— Provided material —

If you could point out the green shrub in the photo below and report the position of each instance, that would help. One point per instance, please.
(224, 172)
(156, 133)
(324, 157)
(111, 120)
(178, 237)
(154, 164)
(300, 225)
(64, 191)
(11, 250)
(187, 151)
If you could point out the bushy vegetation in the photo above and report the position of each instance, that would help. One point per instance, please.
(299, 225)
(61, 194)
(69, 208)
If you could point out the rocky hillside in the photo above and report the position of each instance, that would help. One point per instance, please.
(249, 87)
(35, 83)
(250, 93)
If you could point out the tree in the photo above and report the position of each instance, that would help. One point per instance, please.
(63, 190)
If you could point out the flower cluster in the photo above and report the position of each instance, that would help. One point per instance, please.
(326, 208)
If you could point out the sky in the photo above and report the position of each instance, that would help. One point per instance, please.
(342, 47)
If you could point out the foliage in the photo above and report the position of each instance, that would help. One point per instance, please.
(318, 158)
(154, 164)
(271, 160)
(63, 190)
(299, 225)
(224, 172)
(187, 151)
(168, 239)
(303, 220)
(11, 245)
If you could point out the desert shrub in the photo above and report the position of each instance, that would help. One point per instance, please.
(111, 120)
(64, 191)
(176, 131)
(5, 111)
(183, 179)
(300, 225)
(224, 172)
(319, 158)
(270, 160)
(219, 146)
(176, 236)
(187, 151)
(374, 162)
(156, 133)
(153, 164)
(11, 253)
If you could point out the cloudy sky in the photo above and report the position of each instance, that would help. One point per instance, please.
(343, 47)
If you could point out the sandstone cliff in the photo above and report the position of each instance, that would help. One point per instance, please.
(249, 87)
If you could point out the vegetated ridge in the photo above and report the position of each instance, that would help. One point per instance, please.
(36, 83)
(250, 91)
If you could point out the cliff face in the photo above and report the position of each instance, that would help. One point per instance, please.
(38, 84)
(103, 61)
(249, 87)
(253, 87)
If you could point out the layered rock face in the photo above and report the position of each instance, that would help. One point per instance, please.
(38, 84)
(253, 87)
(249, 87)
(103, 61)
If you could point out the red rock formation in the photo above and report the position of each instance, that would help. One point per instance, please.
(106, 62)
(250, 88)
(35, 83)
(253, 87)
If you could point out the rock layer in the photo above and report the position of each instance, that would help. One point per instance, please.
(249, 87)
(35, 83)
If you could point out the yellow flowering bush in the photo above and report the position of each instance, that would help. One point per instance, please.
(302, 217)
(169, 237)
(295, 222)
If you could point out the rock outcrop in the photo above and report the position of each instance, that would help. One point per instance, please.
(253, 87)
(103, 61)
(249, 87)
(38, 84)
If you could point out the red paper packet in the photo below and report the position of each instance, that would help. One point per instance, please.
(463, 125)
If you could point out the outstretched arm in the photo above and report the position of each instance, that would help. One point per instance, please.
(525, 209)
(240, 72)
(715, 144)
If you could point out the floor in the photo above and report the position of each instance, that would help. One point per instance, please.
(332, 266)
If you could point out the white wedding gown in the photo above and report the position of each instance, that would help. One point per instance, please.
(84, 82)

— Problem details —
Write out all of the entries above as a numbered list, one line per item, skipping any blank lines.

— Final result —
1. If you could point out the green shrub in the photo below and report the position of each instance, that would help. One point per instance, please.
2. (224, 172)
3. (156, 133)
4. (324, 157)
5. (111, 120)
6. (178, 237)
7. (154, 164)
8. (300, 225)
9. (64, 191)
10. (11, 250)
11. (187, 151)
12. If you could point out the bushy vegetation in the photo above and report the position of each instance, that would help. One point per instance, please.
13. (299, 225)
14. (61, 194)
15. (69, 208)
16. If you could point out the rocky hillside in the photo above and report the position of each instance, that would help. One point per instance, please.
17. (249, 87)
18. (35, 83)
19. (250, 93)
20. If you could point out the tree in the photo above and report the position of each instance, that would help. One point per instance, please.
21. (63, 190)
22. If you could point out the flower cluster in the photo above and report the position of each instance, that would help. One point per instance, please.
23. (326, 208)
24. If you could point out the sky in the photo above and report the position of each instance, that would help. One point per instance, please.
25. (342, 47)
26. If you could point out the foliage in the photo above and report the position of each instance, that would help. One point per instance, please.
27. (318, 158)
28. (154, 164)
29. (271, 160)
30. (63, 190)
31. (299, 225)
32. (224, 172)
33. (187, 151)
34. (168, 239)
35. (303, 220)
36. (11, 245)
37. If you could point out the desert shrub in the photo above and report the position of each instance, that would help. One point per instance, please.
38. (111, 120)
39. (64, 191)
40. (176, 131)
41. (5, 111)
42. (183, 179)
43. (300, 225)
44. (224, 172)
45. (319, 158)
46. (270, 160)
47. (219, 146)
48. (176, 236)
49. (187, 151)
50. (374, 162)
51. (156, 133)
52. (153, 164)
53. (11, 253)
54. If you could point out the cloudy sky in the photo above and report the position of each instance, that would help. One point per instance, please.
55. (343, 47)
56. If you could point out the sandstone cliff in the photo above and report the position of each instance, that would help. One point per instance, please.
57. (249, 87)
58. If you could point out the vegetated ridge in the photo above and report the position of each instance, that would help. One point per instance, please.
59. (36, 83)
60. (250, 91)
61. If you could point out the cliff face in the photo above and report the position of each instance, that would help. One point per instance, please.
62. (38, 84)
63. (103, 61)
64. (249, 87)
65. (253, 87)
66. If you could point out the layered rock face in the photo above and report the position of each instance, that would help. One point per instance, please.
67. (38, 84)
68. (253, 87)
69. (249, 87)
70. (103, 61)
71. If you could point out the red rock formation in the photo above and report the position of each instance, that would help. One point per instance, please.
72. (106, 62)
73. (250, 88)
74. (35, 83)
75. (253, 87)
76. If you could point out the rock layer in the photo above and report the position of each instance, that would help. One point per instance, please.
77. (249, 87)
78. (35, 83)
79. If you could point out the yellow flowering bush in the photo above and report the position of each instance, that would help. One point per instance, please.
80. (302, 217)
81. (169, 237)
82. (295, 222)
83. If you could point out the rock outcrop in the photo above and report the position of each instance, that would help. One point per instance, please.
84. (253, 87)
85. (103, 61)
86. (249, 87)
87. (38, 84)
88. If you could point out the red paper packet in the photo below and report the position of each instance, that would help. One point per instance, please.
89. (463, 125)
90. If you could point out the outstretched arm in the photo above and report the position of each instance, that would help. One point per instance, please.
91. (525, 209)
92. (240, 72)
93. (715, 144)
94. If you could point out the floor in the photo above and report the position of each instance, that would help. One point per instance, please.
95. (332, 266)
96. If you could point out the white wedding gown in the photo above and report the position of each instance, that would help. One point per instance, please.
97. (84, 82)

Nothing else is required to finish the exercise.